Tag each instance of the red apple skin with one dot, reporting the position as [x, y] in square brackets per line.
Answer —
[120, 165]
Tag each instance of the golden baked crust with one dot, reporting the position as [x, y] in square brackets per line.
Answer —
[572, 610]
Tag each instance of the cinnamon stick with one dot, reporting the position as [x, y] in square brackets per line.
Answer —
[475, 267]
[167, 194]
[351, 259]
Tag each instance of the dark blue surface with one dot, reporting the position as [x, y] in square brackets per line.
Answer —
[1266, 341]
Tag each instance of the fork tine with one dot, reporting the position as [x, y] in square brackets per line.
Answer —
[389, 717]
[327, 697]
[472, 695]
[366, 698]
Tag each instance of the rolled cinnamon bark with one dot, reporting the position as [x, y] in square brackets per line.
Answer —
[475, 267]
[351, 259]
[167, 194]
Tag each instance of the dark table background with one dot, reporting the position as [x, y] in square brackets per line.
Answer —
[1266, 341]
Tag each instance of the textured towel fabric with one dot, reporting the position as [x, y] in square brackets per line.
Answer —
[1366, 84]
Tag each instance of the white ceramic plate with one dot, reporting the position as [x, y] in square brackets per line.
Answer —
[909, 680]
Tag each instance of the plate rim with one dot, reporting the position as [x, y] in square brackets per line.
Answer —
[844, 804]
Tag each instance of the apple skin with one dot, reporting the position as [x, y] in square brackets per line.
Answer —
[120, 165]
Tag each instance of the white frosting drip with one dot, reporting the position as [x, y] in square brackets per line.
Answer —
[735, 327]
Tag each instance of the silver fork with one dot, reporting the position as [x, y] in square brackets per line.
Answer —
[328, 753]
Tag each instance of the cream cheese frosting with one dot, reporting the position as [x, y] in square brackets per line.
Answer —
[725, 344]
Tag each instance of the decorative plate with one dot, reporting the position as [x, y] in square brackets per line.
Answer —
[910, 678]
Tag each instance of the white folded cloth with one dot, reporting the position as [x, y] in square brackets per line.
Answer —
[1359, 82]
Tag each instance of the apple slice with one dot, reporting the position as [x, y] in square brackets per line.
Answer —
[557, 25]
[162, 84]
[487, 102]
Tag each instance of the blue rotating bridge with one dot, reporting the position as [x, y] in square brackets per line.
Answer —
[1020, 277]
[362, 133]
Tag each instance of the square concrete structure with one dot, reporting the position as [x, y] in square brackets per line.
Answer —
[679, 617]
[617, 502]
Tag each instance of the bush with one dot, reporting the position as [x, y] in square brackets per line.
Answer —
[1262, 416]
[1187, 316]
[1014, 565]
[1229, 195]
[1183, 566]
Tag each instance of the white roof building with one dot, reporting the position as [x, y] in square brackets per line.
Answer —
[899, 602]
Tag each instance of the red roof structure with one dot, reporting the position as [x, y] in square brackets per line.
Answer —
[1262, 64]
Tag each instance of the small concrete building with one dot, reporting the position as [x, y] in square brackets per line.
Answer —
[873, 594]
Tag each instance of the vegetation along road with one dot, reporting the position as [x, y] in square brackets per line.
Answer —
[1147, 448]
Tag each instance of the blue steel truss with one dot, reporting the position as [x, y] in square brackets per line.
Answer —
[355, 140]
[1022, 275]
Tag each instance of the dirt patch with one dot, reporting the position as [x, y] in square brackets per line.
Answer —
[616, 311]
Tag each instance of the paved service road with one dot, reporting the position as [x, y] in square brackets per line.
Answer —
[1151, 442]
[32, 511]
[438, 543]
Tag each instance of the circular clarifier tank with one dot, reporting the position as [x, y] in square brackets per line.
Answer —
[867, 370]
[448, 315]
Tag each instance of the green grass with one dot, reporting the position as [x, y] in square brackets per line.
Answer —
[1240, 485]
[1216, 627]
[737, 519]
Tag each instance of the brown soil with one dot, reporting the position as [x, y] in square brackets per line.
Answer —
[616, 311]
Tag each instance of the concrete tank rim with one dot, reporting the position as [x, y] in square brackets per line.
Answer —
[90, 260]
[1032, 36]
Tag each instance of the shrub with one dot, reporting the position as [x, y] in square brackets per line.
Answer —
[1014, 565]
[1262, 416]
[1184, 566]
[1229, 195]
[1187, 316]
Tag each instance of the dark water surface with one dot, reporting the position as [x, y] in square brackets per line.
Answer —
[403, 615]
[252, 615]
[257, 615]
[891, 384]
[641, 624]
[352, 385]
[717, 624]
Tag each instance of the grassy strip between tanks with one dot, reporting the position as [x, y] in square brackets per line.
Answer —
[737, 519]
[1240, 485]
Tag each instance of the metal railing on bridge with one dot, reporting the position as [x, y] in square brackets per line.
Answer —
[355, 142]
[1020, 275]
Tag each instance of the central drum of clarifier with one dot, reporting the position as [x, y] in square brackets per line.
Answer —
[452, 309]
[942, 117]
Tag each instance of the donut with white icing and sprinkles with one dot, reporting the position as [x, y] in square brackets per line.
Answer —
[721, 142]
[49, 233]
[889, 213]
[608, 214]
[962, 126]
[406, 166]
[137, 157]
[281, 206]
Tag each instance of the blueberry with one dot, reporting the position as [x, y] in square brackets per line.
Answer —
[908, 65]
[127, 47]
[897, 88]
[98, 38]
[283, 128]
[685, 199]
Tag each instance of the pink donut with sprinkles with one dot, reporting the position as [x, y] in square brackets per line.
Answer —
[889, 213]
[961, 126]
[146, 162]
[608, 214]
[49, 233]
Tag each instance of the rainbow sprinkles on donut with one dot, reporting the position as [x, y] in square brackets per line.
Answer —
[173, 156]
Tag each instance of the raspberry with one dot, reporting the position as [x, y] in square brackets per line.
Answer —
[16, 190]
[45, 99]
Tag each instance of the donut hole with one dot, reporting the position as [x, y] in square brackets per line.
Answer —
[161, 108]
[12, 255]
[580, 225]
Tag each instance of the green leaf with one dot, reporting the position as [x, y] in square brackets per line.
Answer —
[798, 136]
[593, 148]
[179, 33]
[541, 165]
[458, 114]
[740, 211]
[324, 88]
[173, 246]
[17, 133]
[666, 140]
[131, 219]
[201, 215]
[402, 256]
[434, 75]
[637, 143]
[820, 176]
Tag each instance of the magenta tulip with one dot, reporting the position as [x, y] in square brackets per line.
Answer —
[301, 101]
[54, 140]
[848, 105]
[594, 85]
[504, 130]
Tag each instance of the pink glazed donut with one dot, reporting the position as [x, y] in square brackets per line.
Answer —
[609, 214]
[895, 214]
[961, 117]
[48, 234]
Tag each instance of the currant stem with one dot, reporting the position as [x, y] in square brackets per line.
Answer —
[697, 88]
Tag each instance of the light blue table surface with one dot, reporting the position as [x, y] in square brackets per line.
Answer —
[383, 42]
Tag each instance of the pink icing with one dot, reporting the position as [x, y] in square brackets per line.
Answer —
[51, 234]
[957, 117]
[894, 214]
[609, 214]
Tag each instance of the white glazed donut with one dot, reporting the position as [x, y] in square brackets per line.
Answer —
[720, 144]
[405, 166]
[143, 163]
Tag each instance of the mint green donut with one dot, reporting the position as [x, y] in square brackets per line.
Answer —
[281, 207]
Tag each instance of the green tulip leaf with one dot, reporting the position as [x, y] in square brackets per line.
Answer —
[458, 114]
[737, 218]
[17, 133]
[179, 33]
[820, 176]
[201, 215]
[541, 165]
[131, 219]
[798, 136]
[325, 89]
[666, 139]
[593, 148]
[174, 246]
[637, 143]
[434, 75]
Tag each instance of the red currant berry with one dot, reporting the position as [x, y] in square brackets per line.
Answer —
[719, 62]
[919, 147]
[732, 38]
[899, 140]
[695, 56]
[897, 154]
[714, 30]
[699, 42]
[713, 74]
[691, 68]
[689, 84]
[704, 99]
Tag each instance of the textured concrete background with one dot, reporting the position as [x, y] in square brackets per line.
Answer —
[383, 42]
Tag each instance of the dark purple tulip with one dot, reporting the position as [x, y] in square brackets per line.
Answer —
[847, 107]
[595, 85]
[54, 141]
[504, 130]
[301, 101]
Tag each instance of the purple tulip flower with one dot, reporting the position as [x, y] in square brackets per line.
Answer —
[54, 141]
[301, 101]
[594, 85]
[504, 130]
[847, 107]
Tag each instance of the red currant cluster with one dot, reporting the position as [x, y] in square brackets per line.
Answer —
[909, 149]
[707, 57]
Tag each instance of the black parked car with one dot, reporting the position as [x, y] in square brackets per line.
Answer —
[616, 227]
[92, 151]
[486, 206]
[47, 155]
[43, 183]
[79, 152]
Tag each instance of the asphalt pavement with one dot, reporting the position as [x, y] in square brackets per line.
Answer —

────────

▸ WRITTEN INSTRUCTION:
Repeat, exactly and only, the lines above from the one containing "Tag each instance of the purple" through the end of the material.

▸ TASK OUTPUT:
Tag each instance of the purple tulip flower with one dot, reporting the position as [x, y] in square brackets per line.
Answer —
[54, 141]
[301, 101]
[594, 85]
[504, 130]
[847, 107]
Tag each instance of the red currant cluster with one dot, reporting the position as [x, y] in square brackets per line.
Answer —
[909, 149]
[707, 57]
Tag each instance of the black parked car with one dot, reporting the position as [x, y] in square brackets per line.
Answer —
[616, 227]
[92, 151]
[486, 206]
[47, 155]
[43, 183]
[79, 152]
Tag each instance of the asphalt pavement with one dot, reporting the position as [x, y] in square brackets per line.
Answer —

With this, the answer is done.